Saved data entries
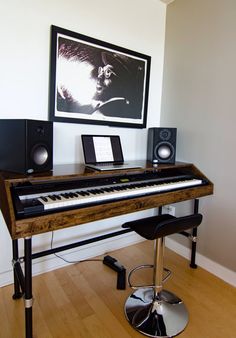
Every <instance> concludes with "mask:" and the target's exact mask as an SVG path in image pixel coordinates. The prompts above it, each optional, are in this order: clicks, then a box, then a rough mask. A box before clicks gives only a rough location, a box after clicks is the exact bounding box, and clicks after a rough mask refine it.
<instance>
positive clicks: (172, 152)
mask: <svg viewBox="0 0 236 338" xmlns="http://www.w3.org/2000/svg"><path fill="white" fill-rule="evenodd" d="M174 151H175V149H174V147H173V146H172V144H171V143H169V142H161V143H159V144H158V145H157V146H156V147H155V149H154V155H155V157H156V158H157V159H159V160H161V161H162V162H165V161H166V162H169V161H170V160H171V158H172V157H173V156H174Z"/></svg>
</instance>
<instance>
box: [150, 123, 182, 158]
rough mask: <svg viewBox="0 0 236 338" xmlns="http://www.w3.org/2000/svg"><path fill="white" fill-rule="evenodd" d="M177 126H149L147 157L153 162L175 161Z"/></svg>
mask: <svg viewBox="0 0 236 338" xmlns="http://www.w3.org/2000/svg"><path fill="white" fill-rule="evenodd" d="M176 134H177V129H176V128H161V127H160V128H149V129H148V143H147V159H148V161H151V162H152V163H175V156H176Z"/></svg>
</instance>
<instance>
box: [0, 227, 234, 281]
mask: <svg viewBox="0 0 236 338" xmlns="http://www.w3.org/2000/svg"><path fill="white" fill-rule="evenodd" d="M142 240H143V239H142V238H141V237H140V236H138V235H136V234H135V233H132V232H131V233H128V234H124V235H121V236H119V237H113V238H110V239H107V240H104V241H101V242H96V243H92V244H90V245H86V246H84V247H80V248H79V249H78V248H77V249H76V250H73V251H72V250H71V251H70V252H68V253H66V254H60V256H62V257H63V258H66V259H67V260H69V261H80V260H84V259H89V258H92V257H95V256H99V255H103V254H106V253H108V252H110V251H113V250H118V249H121V248H123V247H126V246H129V245H133V244H135V243H138V242H141V241H142ZM166 247H168V248H169V249H171V250H173V251H174V252H176V253H177V254H179V255H181V256H183V257H185V258H186V259H190V256H191V251H190V249H189V248H186V247H185V246H183V245H181V244H179V243H178V242H176V241H174V240H172V239H171V238H166ZM196 264H197V265H199V266H201V267H202V268H204V269H205V270H207V271H209V272H210V273H212V274H213V275H215V276H217V277H219V278H220V279H222V280H224V281H225V282H227V283H229V284H231V285H233V286H234V287H236V273H235V272H234V271H231V270H229V269H227V268H225V267H223V266H222V265H220V264H218V263H215V262H214V261H212V260H210V259H209V258H207V257H204V256H202V255H201V254H198V253H197V254H196ZM66 265H68V263H66V262H64V261H63V260H61V259H60V258H57V257H56V256H55V255H51V256H47V258H44V259H40V260H35V261H34V262H33V267H32V271H33V276H36V275H39V274H42V273H45V272H48V271H52V270H55V269H58V268H61V267H64V266H66ZM12 283H13V273H12V270H9V271H5V272H3V273H1V274H0V287H2V286H5V285H9V284H12Z"/></svg>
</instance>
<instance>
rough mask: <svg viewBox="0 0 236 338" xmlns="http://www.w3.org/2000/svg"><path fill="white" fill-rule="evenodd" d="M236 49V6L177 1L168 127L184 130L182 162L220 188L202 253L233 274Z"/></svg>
mask: <svg viewBox="0 0 236 338" xmlns="http://www.w3.org/2000/svg"><path fill="white" fill-rule="evenodd" d="M235 41H236V1H235V0H176V1H174V2H173V3H171V4H170V5H168V7H167V21H166V48H165V64H164V80H163V81H164V83H163V98H162V109H161V126H176V127H177V128H178V142H177V158H178V159H179V160H184V161H190V162H193V163H195V164H196V165H197V166H198V167H199V168H200V169H201V170H202V171H203V172H204V173H205V174H206V175H207V176H208V177H209V178H210V179H211V180H212V181H213V183H214V184H215V194H214V196H213V197H208V198H204V199H202V200H201V203H200V206H201V211H202V213H203V214H204V222H203V224H202V226H201V227H200V229H199V241H198V252H199V253H200V254H202V255H204V256H206V257H208V258H210V259H211V260H213V261H215V262H216V263H219V264H221V265H222V266H224V267H226V268H229V269H231V270H232V271H236V259H235V256H236V199H235V191H236V174H235V165H236V152H235V148H236V109H235V108H236V107H235V106H236V104H235V100H236V67H235V62H236V43H235ZM181 242H182V240H181ZM182 243H185V242H182Z"/></svg>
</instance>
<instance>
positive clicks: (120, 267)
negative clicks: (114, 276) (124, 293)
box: [103, 255, 126, 290]
mask: <svg viewBox="0 0 236 338" xmlns="http://www.w3.org/2000/svg"><path fill="white" fill-rule="evenodd" d="M103 264H105V265H107V266H109V267H110V268H111V269H112V270H114V271H116V272H117V286H116V287H117V289H118V290H125V288H126V269H125V267H124V266H123V265H121V264H120V263H119V262H118V261H117V260H116V259H115V258H113V257H111V256H109V255H107V256H105V257H104V258H103Z"/></svg>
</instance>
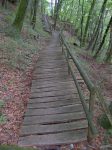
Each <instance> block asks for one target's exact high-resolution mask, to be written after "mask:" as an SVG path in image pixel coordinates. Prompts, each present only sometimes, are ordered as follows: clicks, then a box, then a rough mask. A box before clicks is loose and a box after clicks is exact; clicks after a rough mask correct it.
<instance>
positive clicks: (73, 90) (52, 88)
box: [31, 87, 77, 93]
mask: <svg viewBox="0 0 112 150" xmlns="http://www.w3.org/2000/svg"><path fill="white" fill-rule="evenodd" d="M51 91H55V92H56V91H57V92H58V91H65V89H64V88H63V87H47V88H31V93H39V92H51ZM66 91H67V92H69V93H70V92H71V91H72V93H73V92H75V93H76V92H77V90H76V89H74V88H73V87H72V88H71V87H69V88H66Z"/></svg>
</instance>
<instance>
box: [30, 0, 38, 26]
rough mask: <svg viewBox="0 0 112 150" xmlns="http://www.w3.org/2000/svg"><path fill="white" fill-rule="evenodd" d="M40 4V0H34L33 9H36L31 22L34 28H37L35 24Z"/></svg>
mask: <svg viewBox="0 0 112 150" xmlns="http://www.w3.org/2000/svg"><path fill="white" fill-rule="evenodd" d="M38 4H39V0H35V1H34V6H33V9H34V11H33V18H32V22H31V24H32V27H33V29H34V28H35V24H36V15H37V7H38Z"/></svg>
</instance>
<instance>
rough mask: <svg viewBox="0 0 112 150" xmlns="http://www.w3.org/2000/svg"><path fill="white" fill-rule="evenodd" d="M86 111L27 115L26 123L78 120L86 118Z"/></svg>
mask: <svg viewBox="0 0 112 150" xmlns="http://www.w3.org/2000/svg"><path fill="white" fill-rule="evenodd" d="M85 117H86V116H85V113H84V112H75V113H69V114H58V115H57V114H55V115H44V116H31V117H28V116H25V118H24V123H23V124H24V125H33V124H37V123H38V124H53V123H54V124H56V123H65V122H71V121H76V120H81V119H85Z"/></svg>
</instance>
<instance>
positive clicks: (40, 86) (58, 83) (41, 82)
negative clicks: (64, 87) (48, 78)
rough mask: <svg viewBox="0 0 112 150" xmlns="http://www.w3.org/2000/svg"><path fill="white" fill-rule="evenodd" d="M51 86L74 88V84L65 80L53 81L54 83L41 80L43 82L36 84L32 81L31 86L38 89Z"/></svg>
mask: <svg viewBox="0 0 112 150" xmlns="http://www.w3.org/2000/svg"><path fill="white" fill-rule="evenodd" d="M52 85H54V86H60V85H61V86H62V85H63V86H65V87H67V86H74V85H75V84H74V82H73V81H69V82H68V81H67V80H65V81H58V80H54V81H44V80H43V82H42V81H38V82H36V81H35V80H33V81H32V86H38V87H46V86H52Z"/></svg>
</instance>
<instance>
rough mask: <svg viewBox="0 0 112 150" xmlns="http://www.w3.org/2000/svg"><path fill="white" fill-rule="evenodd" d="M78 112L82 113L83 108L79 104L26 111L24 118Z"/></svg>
mask: <svg viewBox="0 0 112 150" xmlns="http://www.w3.org/2000/svg"><path fill="white" fill-rule="evenodd" d="M78 111H79V112H81V111H83V107H82V105H81V104H75V105H70V106H64V107H57V108H47V109H27V111H26V113H25V116H41V115H53V114H63V113H73V112H78Z"/></svg>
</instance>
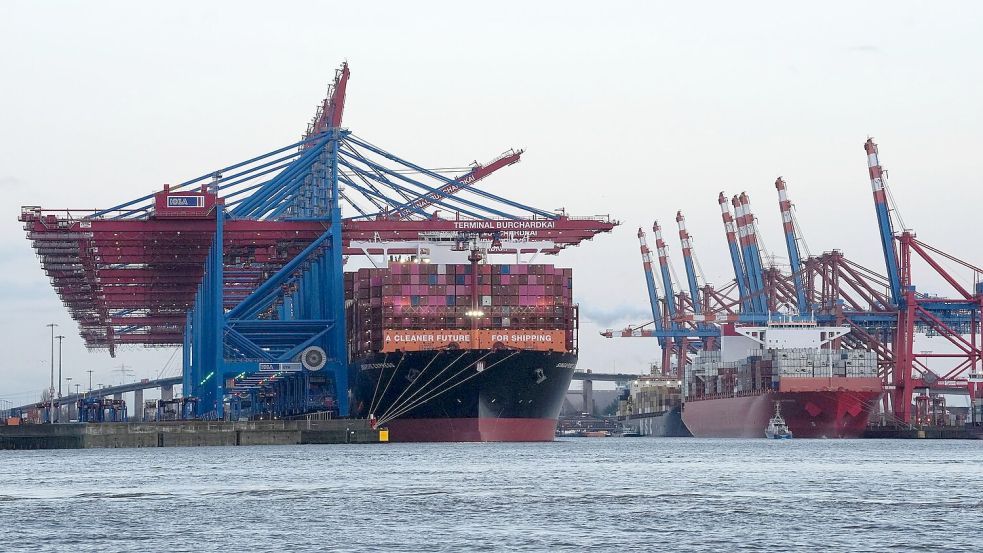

WHAT YOU NEED TO DO = Which lines of the records hold the string "then"? Copy each one.

RESPONSE TO THIS TASK =
Every <instance> concludes with "mask:" and the target's exact mask as an SVG path in image pixel coordinates. The prompts above it, each optional, are in this order: clicks, then a box, then a rough mask. A box before clicks gives only a rough location, a box after clicks is the exact bounding box, and clicks after a rough mask refine it.
Each <instance> block asks for one target's exact high-resolution mask, to be written after "mask:" as an SVG path in image pixel coordinates. Prompts, each present only sometimes, are ordered as follows: clicks, then a box, then a rough mask. A box before clicks is loose and a box after clicks is exact; clicks after a rough mask correct it.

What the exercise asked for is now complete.